**Your task**
Reproduce the listing below word for word, keeping every line and character unchanged.

+---+

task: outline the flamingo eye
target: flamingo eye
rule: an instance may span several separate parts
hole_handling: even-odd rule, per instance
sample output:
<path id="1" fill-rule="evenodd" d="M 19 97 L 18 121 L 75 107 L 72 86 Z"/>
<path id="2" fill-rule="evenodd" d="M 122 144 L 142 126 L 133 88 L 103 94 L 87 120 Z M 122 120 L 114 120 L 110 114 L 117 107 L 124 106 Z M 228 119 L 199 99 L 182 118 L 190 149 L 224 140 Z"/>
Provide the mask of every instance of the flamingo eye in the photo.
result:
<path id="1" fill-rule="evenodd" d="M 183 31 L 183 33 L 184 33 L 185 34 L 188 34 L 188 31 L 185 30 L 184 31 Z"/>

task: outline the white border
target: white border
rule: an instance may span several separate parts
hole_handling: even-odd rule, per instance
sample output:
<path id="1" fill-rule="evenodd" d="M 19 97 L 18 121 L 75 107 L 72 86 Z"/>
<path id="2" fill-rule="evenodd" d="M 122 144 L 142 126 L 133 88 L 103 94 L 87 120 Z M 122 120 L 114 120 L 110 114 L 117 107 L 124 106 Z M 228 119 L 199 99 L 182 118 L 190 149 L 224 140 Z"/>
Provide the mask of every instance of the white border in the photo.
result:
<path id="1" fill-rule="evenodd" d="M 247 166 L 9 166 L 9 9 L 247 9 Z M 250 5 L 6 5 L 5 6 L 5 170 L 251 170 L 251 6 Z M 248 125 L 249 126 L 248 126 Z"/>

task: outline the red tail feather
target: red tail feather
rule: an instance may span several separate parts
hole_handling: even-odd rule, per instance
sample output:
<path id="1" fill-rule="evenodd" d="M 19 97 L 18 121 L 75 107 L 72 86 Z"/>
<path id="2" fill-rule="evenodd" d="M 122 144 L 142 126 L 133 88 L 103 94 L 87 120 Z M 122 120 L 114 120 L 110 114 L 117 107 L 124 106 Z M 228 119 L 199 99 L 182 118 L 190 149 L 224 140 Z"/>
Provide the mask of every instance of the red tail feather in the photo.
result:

+---+

**Complete output**
task: outline the flamingo eye
target: flamingo eye
rule: an instance may span several separate parts
hole_handling: even-odd rule, per instance
sample output:
<path id="1" fill-rule="evenodd" d="M 19 97 L 18 121 L 75 107 L 72 86 Z"/>
<path id="2" fill-rule="evenodd" d="M 122 144 L 142 126 L 133 88 L 103 94 L 87 120 Z M 122 120 L 114 120 L 110 114 L 117 107 L 124 106 Z M 228 119 L 199 99 L 182 118 L 190 149 L 224 140 Z"/>
Provide the mask of every instance of the flamingo eye in the photo.
result:
<path id="1" fill-rule="evenodd" d="M 183 31 L 183 33 L 184 33 L 185 34 L 188 34 L 188 31 L 185 30 L 184 31 Z"/>

task: outline the white border
target: white border
rule: an instance may span several separate parts
hole_handling: even-odd rule, per instance
sample output:
<path id="1" fill-rule="evenodd" d="M 19 97 L 18 121 L 75 107 L 72 86 Z"/>
<path id="2" fill-rule="evenodd" d="M 122 144 L 142 126 L 133 88 L 103 94 L 87 120 Z M 122 120 L 114 120 L 110 114 L 117 107 L 124 106 Z M 228 119 L 199 99 L 182 118 L 190 149 L 224 140 Z"/>
Provide the mask of every instance of the white border in the photo.
result:
<path id="1" fill-rule="evenodd" d="M 247 166 L 9 166 L 9 9 L 247 9 Z M 250 5 L 6 5 L 5 6 L 5 170 L 251 170 L 251 6 Z M 248 125 L 249 126 L 248 126 Z"/>

task: outline the red tail feather
target: red tail feather
rule: an instance may span several separate parts
hole_handling: even-odd rule, per instance
sample output:
<path id="1" fill-rule="evenodd" d="M 19 97 L 18 121 L 75 107 L 72 86 Z"/>
<path id="2" fill-rule="evenodd" d="M 122 144 L 142 126 L 133 88 L 103 94 L 87 120 Z M 122 120 L 114 120 L 110 114 L 117 107 L 124 106 Z M 228 119 L 199 99 L 182 118 L 190 149 L 224 140 Z"/>
Provide the mask of every instance of the red tail feather in the photo.
result:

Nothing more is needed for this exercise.